> _DATASET EXCERPTS_:
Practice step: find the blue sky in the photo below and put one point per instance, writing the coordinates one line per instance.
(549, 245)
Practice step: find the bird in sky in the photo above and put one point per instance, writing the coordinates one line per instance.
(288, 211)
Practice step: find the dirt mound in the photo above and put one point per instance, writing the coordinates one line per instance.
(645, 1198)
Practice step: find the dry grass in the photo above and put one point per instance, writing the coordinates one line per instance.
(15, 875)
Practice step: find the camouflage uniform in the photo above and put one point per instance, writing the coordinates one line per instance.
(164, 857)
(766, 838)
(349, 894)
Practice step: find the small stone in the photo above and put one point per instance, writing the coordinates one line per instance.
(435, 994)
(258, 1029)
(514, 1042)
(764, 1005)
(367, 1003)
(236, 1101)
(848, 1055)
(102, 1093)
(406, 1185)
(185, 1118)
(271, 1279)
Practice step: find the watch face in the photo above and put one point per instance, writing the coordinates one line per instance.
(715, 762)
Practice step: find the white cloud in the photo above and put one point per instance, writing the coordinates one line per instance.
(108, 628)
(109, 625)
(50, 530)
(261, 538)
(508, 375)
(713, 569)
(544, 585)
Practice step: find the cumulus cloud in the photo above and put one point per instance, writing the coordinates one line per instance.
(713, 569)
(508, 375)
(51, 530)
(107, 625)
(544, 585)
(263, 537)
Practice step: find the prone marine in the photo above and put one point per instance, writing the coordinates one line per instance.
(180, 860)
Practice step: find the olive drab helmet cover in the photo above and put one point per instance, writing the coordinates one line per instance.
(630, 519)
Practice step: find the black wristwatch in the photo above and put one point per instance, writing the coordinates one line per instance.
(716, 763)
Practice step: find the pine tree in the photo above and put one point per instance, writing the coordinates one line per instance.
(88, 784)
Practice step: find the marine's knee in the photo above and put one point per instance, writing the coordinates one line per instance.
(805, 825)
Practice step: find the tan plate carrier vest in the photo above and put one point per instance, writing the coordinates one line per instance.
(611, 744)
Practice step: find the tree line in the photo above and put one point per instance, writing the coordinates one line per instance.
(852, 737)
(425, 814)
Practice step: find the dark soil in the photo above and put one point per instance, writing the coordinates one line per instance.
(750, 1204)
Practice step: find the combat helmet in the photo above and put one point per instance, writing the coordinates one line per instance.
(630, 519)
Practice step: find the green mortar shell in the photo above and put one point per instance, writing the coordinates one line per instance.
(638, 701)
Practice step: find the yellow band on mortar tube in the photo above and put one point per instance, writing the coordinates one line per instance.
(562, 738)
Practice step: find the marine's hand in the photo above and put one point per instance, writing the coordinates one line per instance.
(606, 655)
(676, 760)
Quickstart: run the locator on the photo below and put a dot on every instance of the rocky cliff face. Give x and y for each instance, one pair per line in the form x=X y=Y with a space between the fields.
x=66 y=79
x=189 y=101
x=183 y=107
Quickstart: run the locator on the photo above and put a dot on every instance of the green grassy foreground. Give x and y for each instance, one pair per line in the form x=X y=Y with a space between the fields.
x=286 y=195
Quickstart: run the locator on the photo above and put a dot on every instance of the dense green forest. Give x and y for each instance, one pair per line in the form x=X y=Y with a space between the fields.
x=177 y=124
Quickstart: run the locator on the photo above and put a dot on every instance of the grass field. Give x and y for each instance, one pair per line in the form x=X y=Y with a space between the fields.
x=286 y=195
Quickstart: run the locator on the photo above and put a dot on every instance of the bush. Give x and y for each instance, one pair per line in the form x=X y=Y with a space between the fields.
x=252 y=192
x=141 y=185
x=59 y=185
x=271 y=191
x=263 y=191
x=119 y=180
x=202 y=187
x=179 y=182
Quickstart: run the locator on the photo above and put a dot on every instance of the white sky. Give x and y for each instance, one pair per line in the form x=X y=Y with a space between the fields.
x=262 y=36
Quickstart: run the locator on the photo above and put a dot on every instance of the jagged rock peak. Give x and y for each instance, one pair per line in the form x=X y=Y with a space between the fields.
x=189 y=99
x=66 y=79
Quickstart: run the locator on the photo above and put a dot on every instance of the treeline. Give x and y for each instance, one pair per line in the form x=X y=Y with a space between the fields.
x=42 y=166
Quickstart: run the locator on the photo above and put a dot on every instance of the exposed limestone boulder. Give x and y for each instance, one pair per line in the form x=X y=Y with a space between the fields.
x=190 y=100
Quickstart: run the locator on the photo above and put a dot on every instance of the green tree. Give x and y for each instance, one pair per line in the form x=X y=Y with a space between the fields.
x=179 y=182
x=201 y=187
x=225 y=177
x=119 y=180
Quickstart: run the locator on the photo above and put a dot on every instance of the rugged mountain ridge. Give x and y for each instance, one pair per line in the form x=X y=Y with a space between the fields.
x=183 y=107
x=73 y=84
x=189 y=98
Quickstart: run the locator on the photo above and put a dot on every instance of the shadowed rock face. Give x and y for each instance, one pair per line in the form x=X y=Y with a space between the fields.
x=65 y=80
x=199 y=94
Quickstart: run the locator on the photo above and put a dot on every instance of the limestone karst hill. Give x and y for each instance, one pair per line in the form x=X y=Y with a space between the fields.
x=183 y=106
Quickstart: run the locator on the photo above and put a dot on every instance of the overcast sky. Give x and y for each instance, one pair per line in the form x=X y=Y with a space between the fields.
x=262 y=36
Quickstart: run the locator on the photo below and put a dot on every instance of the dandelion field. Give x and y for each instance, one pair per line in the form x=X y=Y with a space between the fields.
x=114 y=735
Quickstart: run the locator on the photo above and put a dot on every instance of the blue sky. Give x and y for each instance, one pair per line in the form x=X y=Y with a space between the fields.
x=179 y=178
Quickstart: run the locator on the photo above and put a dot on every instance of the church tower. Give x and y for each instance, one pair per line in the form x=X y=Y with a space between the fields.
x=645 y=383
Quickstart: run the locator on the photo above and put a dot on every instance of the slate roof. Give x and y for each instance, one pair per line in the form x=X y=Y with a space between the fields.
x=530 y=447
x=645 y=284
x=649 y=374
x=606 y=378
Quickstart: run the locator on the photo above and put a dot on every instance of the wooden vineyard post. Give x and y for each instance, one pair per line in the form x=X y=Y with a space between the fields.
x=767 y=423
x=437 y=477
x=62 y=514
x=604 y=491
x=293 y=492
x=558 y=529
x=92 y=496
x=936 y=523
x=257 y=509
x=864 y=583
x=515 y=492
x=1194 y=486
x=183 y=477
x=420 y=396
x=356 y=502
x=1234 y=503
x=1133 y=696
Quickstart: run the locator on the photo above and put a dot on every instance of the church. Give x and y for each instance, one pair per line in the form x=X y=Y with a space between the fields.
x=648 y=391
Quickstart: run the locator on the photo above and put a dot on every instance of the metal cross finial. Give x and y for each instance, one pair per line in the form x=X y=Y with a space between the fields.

> _WHAT THE TASK REQUIRES_:
From the first line to the last, retype the records exactly.

> _SOLUTION TO THE EXERCISE_:
Practice step: find the blue sky in the photo below and put one point per instance, writing the coordinates one line per instance.
(549, 245)
Practice step: find the bird in sky in the photo above and put one point per instance, writing the coordinates one line per instance.
(288, 211)
Practice step: find the dirt mound in the photo above and put one point per instance, writing the coordinates one line per instance.
(645, 1198)
Practice step: find the dry grass in the photo above and put one point per instance, writing the coordinates one line per instance.
(15, 875)
Practice step: find the camouflage uniform in the photo above and put one point per instance, writing the coordinates one line per instance.
(164, 857)
(766, 838)
(349, 894)
Practice step: find the small stone in the photo above and put one point per instance, writing the coordinates one line per instance.
(435, 994)
(258, 1029)
(514, 1042)
(764, 1005)
(367, 1003)
(236, 1101)
(848, 1055)
(102, 1093)
(406, 1185)
(185, 1118)
(271, 1279)
Practice step: find the watch face in the photo above and put one point per instance, writing the coordinates one line per instance.
(715, 762)
Practice step: find the white cloud in the photo above and put one point per instance, writing the coordinates one line per instance.
(108, 628)
(109, 625)
(50, 530)
(261, 538)
(508, 375)
(713, 569)
(544, 585)
Practice step: find the cumulus cloud in the photo above and put one point per instance, writing the coordinates one line per instance.
(713, 569)
(508, 375)
(51, 530)
(107, 625)
(544, 585)
(263, 537)
Practice step: find the prone marine in the photo above and put one point per instance, writing the coordinates one line per instance.
(180, 860)
Practice step: find the olive drab helmet cover in the photo above and put one point per instance, writing the coordinates one line per instance.
(630, 519)
Practice step: find the black wristwatch in the photo above and put one point per instance, writing the coordinates one line per instance.
(716, 763)
Practice step: find the pine tree in the photo above and put one point per instance, writing the coordinates one line per instance.
(88, 784)
Practice step: find the marine's knee in the photo above and put one point per instance, writing the coordinates one line per instance.
(805, 825)
Practice step: find the tan plate carrier vest in the photo above and put one point per instance, writing the coordinates one line per instance.
(611, 744)
Practice step: find the tree line in the photo above and put one point per instance, writing the coordinates one line per instance.
(852, 737)
(425, 814)
Practice step: find the dark soil in the photo above and put one point per instance, writing the coordinates one line per instance.
(750, 1204)
Practice step: find the combat helmet in the photo above and put one point per instance, writing the coordinates one line per instance.
(630, 519)
Practice step: find the green mortar shell in the photo above and put one point per instance, writing the coordinates one line per instance.
(638, 701)
Practice step: find the yellow band on mortar tube in the photo above and put one point per instance, writing the coordinates one line per instance.
(562, 738)
Practice step: find the marine's hand in the photo above and put one point per instance, writing the coordinates one line per instance.
(606, 655)
(676, 760)
Quickstart: run the locator on the photo below and put a dot on every instance of the rocky cliff face. Give x and y for each instance, one pair per line in the form x=X y=Y with a space between the fields.
x=66 y=79
x=189 y=101
x=183 y=107
Quickstart: run the locator on the photo above and put a dot on every instance of the green grassy foreground. Give x and y for each instance, one pair per line in the form x=X y=Y with a space between the fields.
x=286 y=195
Quickstart: run the locator on the photo above and put a dot on every instance of the dense green forest. Give x and y for each instance, one pair per line in the form x=X y=Y with a space between the fields.
x=177 y=124
Quickstart: run the locator on the photo above and put a dot on every instance of the grass field. Give x and y for each instance, one pair per line in the form x=X y=Y with a space between the fields.
x=286 y=195
Quickstart: run the locator on the photo above and put a dot on every instance of the bush. Give x and y for each instance, one pair per line in the form x=X y=Y with a space between the fields.
x=252 y=192
x=141 y=185
x=59 y=185
x=271 y=191
x=263 y=191
x=119 y=180
x=202 y=187
x=179 y=182
Quickstart: run the locator on the photo above and put a dot on every instance of the white sky. Give x and y for each instance, one pair per line in the form x=X y=Y with a space between the fields.
x=262 y=36
Quickstart: run the locator on the photo above and put a dot on every instance of the jagged rock peak. Give x and y for each instance, one pair per line in the form x=X y=Y with a space between the fields.
x=189 y=99
x=66 y=79
Quickstart: run the locator on the photo above and put a dot on every instance of the treeline. Give x and y for each instance, one pair per line in the form x=X y=Y with a space between the fields.
x=42 y=166
Quickstart: run the locator on the photo above and put a dot on every instance of the exposed limestone boulder. Give x and y for each instance, one pair per line in the form x=X y=Y with a space between the fields.
x=190 y=100
Quickstart: run the locator on the photo above and put a dot on every instance of the green tree. Give x and y for each instance, one pair per line in the form x=X y=Y with a space between the fields.
x=179 y=182
x=201 y=187
x=225 y=177
x=119 y=180
Quickstart: run the locator on the photo above and put a dot on every instance of the rugged mountain ridge. Give x and y for each instance, one pair per line in the form x=X y=Y with a space between the fields.
x=183 y=107
x=73 y=84
x=189 y=98
Quickstart: run the locator on the photo above and put a dot on every instance of the shadowed rock face. Give x and y for each instance, one pair per line in the form x=X y=Y with a space between the fields.
x=65 y=80
x=199 y=94
Quickstart: run the locator on the photo above and put a dot on every instance of the limestone karst hill. Give x and y for each instance, one pair per line in the form x=X y=Y with a space between the fields.
x=183 y=106
Quickstart: run the locator on the photo above and put a dot on every instance of the overcast sky. Give x and y for each instance, one pair per line in the form x=X y=Y with a space between the fields.
x=262 y=36
Quickstart: run the locator on the photo below and put a dot on every instance of the dandelion field. Give x and y for each instance, one pair per line in the form x=X y=Y with a space between the fields.
x=114 y=735
Quickstart: run the locator on the photo above and put a dot on every instance of the blue sky. Give x and y for each instance, one pair per line in the form x=X y=Y with a space between the fields.
x=179 y=178
Quickstart: run the locator on the photo above and put a dot on every instance of the church tower. Give x and y for each instance, one pair per line in the form x=X y=Y with a space between the fields.
x=645 y=383
Quickstart: run the locator on the photo above and put a dot on every instance of the slate roof. Give x and y for each instance, one pair per line in the form x=X y=Y with a space between the fields.
x=530 y=447
x=645 y=284
x=649 y=374
x=606 y=378
Quickstart: run the locator on the photo above and put a dot on every instance of the wooden vineyard post. Give x and y for each instance, one pair per line in the form x=X y=Y with a space between the fields.
x=767 y=423
x=437 y=477
x=62 y=514
x=604 y=491
x=293 y=492
x=558 y=529
x=92 y=496
x=936 y=523
x=257 y=509
x=864 y=583
x=515 y=492
x=1194 y=486
x=183 y=477
x=420 y=396
x=356 y=502
x=1234 y=503
x=1133 y=696
Quickstart: run the locator on the photo above and put a dot on every instance of the church. Give x and y for each instance, one pair per line in the form x=X y=Y with a space between the fields.
x=648 y=391
Quickstart: run the locator on the photo above and put a dot on every instance of the metal cross finial. Give x and y for each instance, one pair per line in the form x=X y=Y with a space between the fields.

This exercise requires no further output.